**WORK TO BE COMPLETED**. Write out all of the records precisely. Skip anything that is a picture.

**Dataset excerpt**.

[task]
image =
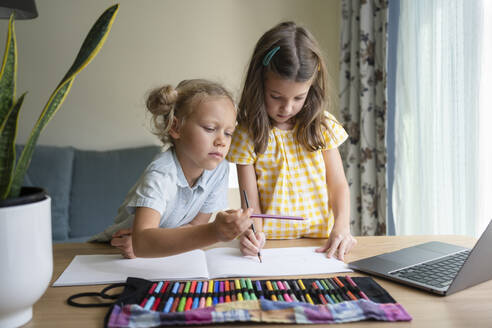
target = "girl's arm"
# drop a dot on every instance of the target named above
(250, 243)
(340, 240)
(149, 240)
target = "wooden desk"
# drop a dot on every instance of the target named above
(469, 308)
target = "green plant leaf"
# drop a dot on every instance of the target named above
(8, 74)
(89, 49)
(8, 135)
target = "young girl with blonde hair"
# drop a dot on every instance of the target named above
(285, 145)
(168, 210)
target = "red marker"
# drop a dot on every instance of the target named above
(353, 284)
(349, 293)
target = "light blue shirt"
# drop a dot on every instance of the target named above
(164, 188)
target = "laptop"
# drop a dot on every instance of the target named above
(436, 267)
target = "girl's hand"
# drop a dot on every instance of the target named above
(250, 243)
(340, 242)
(231, 223)
(122, 239)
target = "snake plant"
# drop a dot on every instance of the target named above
(12, 172)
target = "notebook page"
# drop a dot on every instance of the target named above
(106, 269)
(228, 262)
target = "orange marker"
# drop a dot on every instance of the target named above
(349, 293)
(227, 291)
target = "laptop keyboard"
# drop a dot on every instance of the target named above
(438, 273)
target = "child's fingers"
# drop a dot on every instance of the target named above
(248, 244)
(122, 232)
(333, 246)
(117, 241)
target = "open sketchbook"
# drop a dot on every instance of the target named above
(213, 263)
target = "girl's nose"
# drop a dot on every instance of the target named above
(220, 139)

**SOLUTION FOR THIS PROBLEM**.
[task]
image =
target = "girl's arm"
# drop a dot on every instance of the target named above
(250, 243)
(340, 240)
(149, 240)
target = "wooden desk"
# drop a dot on every instance of the target named above
(469, 308)
target = "green plant leaf"
# drop a dot on every instance of the target named above
(8, 74)
(89, 49)
(8, 135)
target = "young girl with blonde hair"
# drop a dot on every instance of the target named above
(285, 145)
(168, 210)
target = "red marker"
# drop a dot on every instance of the target named above
(353, 284)
(349, 293)
target = "light blue shirt"
# drop a dot on every instance of the target named above
(164, 188)
target = "laptop"
# drop a dot on every instance of the target named above
(436, 267)
target = "girl's hand"
# drop a dot on every instance of the target named above
(250, 243)
(340, 242)
(231, 223)
(122, 239)
target = "snake plant"
# drop a dot on every instance of the target named above
(12, 172)
target = "notebook page"
# drop a dot on every instance of the target named above
(106, 269)
(228, 262)
target = "orange marker"
# drop a dot on every instance of the target named above
(349, 293)
(227, 291)
target = "laptop keyboard"
# drop a dot on every instance of the target named above
(438, 273)
target = "child's fingers"
# drop a dot on every instance of the target named above
(248, 244)
(122, 232)
(333, 246)
(117, 241)
target = "open sketchbook"
# drop a dot on every instance of the target named above
(213, 263)
target = "girl's nose"
# drop a dot on every instance of the target named above
(220, 139)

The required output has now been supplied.